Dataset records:
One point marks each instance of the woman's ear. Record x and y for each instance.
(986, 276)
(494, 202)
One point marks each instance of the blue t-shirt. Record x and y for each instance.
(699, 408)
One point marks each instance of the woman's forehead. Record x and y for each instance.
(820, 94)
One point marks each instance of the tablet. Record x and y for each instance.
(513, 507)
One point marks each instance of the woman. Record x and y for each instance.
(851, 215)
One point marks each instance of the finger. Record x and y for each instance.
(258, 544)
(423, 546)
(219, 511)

### AIM OF THE EXERCISE
Please convert every line of the listing above into a JSON list of strings, one string per line, with any blank lines left out.

### SOLUTION TO THE EXERCISE
[
  "One point marks each instance of the woman's ear. Record x and y for each instance.",
  "(986, 276)",
  "(494, 202)",
  "One point marks each instance of the blue t-shirt. Record x and y for each instance.",
  "(699, 408)",
  "One point marks each instance of the woman's forehead. Record x and y for each instance.",
  "(820, 94)",
  "One point marks each instance of the tablet. Record x and y for each instance.",
  "(513, 507)",
  "One point marks each instance of the woman. Record x and y for each instance.",
  "(851, 215)",
  "One point marks each instance of the finger. Record x and y for each instance.",
  "(258, 544)",
  "(423, 546)",
  "(219, 511)"
]